---------- QUOTED PASSAGE ----------

Dualheap Selection Algorithm: Efficient, Inherently Parallel and Somewhat Mysterious
DDualheap Selection Algorithm: Efficient, Inherently Parallel and Somewhat Mysterious
Greg Sepesi
Eduneer, LLC [email protected]
ABSTRACT
An inherently parallel algorithm is proposed that efficiently performs selection : finding the K-th largest member of a set of N members. Selection is a common component of many more complex algorithms and therefore is a widely studied problem. Not much is new in the proposed dualheap selection algorithm: the heap data structure is from J.W.J. Williams [1], the bottom-up heap construction is from R.W. Floyd [2], and the concept of a two heap data structure is from J.W.J. Williams and D.E. Knuth [3]. The algorithm’s novelty is limited to relatively minor implementation twists: • the two heaps are oriented with their roots at the partition values rather than at the minimum and maximum values, • the coding of one of the heaps (the heap of smaller values) employs negative indexing, • the exchange phase of the algorithm is similar to a bottom-up heap construction, but navigates the heap with a post-order tree traversal. When run on a single processor, the dualheap selection algorithm’s performance is competitive with quickselect with median estimation, a common variant of C.A.R. Hoare’s quicksort algorithm [4]. When run on parallel processors, the dualheap selection algorithm is superior due to its subtasks that are easily partitioned and innately balanced.
1. ALGORITHM OVERVIEW
A heap is an array with elements regarded as nodes in a complete binary tree, where node j is the parent of nodes 2j and 2j+1, and where the value at each parent node is superior to the values at its children's nodes. This superiority of all the parent nodes is commonly called the heap condition.
The dualheap selection algorithm consists of three phases that are roughly equivalent in terms of the number of comparisons and moves they perform: 1) the whole heap construction phase, 2) the split heap construction phase, 3) the exchange phase.
Phase 1 is a bottom-up heap construction as described in many algorithm textbooks such as “Algorithms” by Sedgewick [5]. Although not strictly required, this initial bottom-up heap construction typically reduces the total number of comparison and move operations by about 10%.
Phase 2 consists of two more bottom-up heap constructions that split the original set of N members into a size K heap and a size N - K heap. It is worth noting that the partition point in the dualheap selection algorithm is set just once, based upon the selected values of N and K rather than the values being partitioned.
Phase 3 repeatedly exchanges subtrees between the two heaps until all the values in the size K heap of larger values are not smaller than any of the values in the size N - K heap of smaller values. Symbolically, the downward pointing triangle in Figure 1-1 represents the size K heap of larger values, the upward pointing triangle represents the size N - K heap of smaller values, and the arrow shows the direction of increasing values and increasing heap indices, indicating that the size N - K heap of smaller values employs negative indices. Phase 3 keeps exchanging values between the two heaps until the heap value ranges no longer overlap. At that point, the K-th largest member of the original set of N is at the root of the size K heap of larger values. pre phase 3 post phase 3K KN - KN - K
Figure 1-1. Dualheap (Pre and Post Phase 3)

----------

EXERCISES.
1 - Reproduce the part of the dualheap selection text that begins at the words "Phase 1 is a" and stops after "by about 10%.".
2 - In the dualheap selection text, by about how much does the Phase 1 bottom-up heap construction typically reduce the total number of comparison and move operations?

---------- DATA EXTRACT ----------

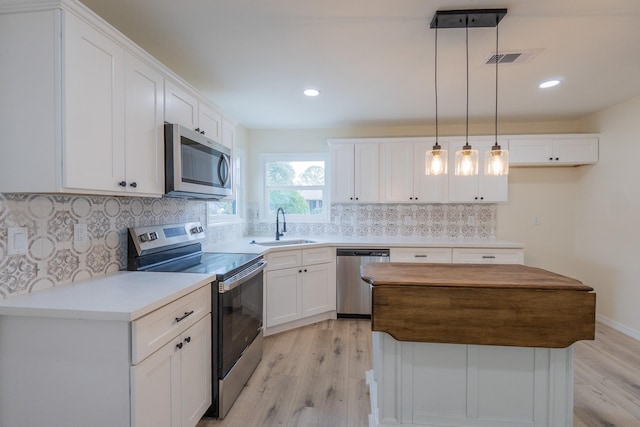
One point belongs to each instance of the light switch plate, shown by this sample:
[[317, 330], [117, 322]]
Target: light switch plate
[[17, 240]]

----------

TASK-BY-TASK OUTPUTS.
1 -
Phase 1 is a bottom-up heap construction as described in many algorithm textbooks such as “Algorithms” by Sedgewick [5]. Although not strictly required, this initial bottom-up heap construction typically reduces the total number of comparison and move operations by about 10%.

2 - By about 10%.